» **Provided passage**:
·····
Fraction to Recurring Decimal : Difficult implementation problem and too many edge cases. Conceptually we keep multiplying numerator with 10 for each time we take quotient and remainder and use a map to check whether that numerator has appeared before or not. If it has appeared already that means its recurring fraction (cycle starting point). and rest is just implementation complexity :)

Solution : http://p.ip.fi/QszV

Subarray sum equals K : lets practice this well known question.

Here can we use 2 pointers ? :) nope negative numbers. Way 2 pointer work because of j monotonically increase or decrease with respect to i. if graph of j vs i is either increasing of decreasing. Here its not this because of negative numbers :)

Think about Prefix Sum. There are n types of subarrays which end at 0 , end at 1 , … , end at i, … end at n-1.

use a map : key -> prefix sum

​ value -> number of prefix with that prefix sum

image-20210415220310498

Above diagram shows that finding the window of sum K is equivalent to finding all the prefix sum arrays within the bound i, with sum s-k.
·····
» **Listed entries**:
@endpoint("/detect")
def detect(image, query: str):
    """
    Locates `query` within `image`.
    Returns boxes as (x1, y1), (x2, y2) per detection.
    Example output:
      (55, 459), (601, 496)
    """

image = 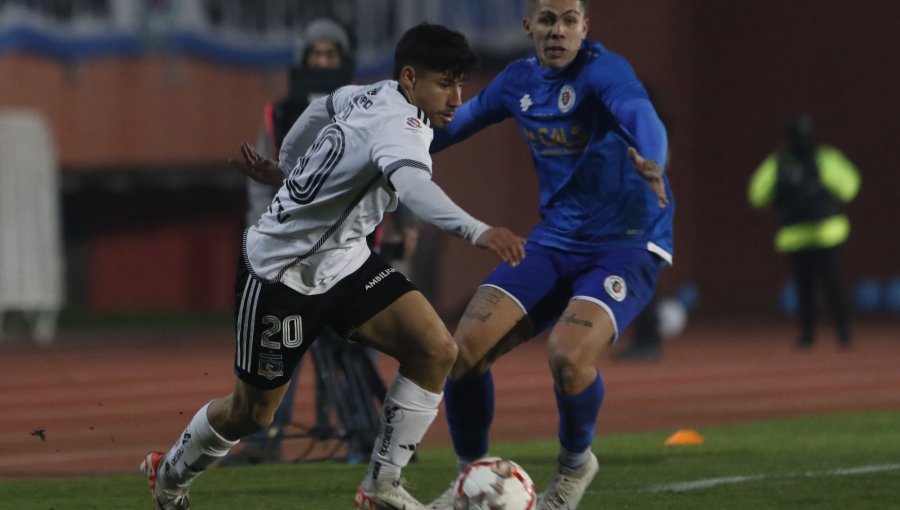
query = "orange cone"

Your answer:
(666, 429), (703, 446)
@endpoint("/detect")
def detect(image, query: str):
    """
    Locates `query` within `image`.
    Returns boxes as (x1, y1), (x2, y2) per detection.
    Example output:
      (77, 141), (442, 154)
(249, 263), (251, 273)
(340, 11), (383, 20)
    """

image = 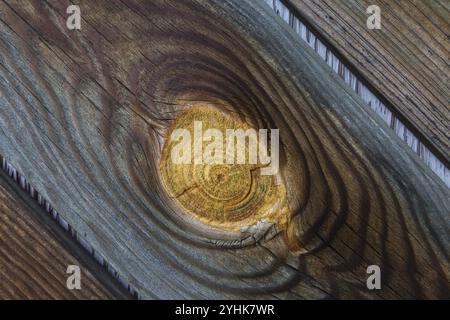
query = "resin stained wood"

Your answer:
(0, 0), (450, 299)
·····
» **Task to complete**: Could you output the entire algorithm notes on recurring decimals and subarray sums from above, word for word?

» **Solved problem**:
Fraction to Recurring Decimal : Difficult implementation problem and too many edge cases. Conceptually we keep multiplying numerator with 10 for each time we take quotient and remainder and use a map to check whether that numerator has appeared before or not. If it has appeared already that means its recurring fraction (cycle starting point). and rest is just implementation complexity :)

Solution : http://p.ip.fi/QszV

Subarray sum equals K : lets practice this well known question.

Here can we use 2 pointers ? :) nope negative numbers. Way 2 pointer work because of j monotonically increase or decrease with respect to i. if graph of j vs i is either increasing of decreasing. Here its not this because of negative numbers :)

Think about Prefix Sum. There are n types of subarrays which end at 0 , end at 1 , … , end at i, … end at n-1.

use a map : key -> prefix sum

​ value -> number of prefix with that prefix sum

image-20210415220310498

Above diagram shows that finding the window of sum K is equivalent to finding all the prefix sum arrays within the bound i, with sum s-k.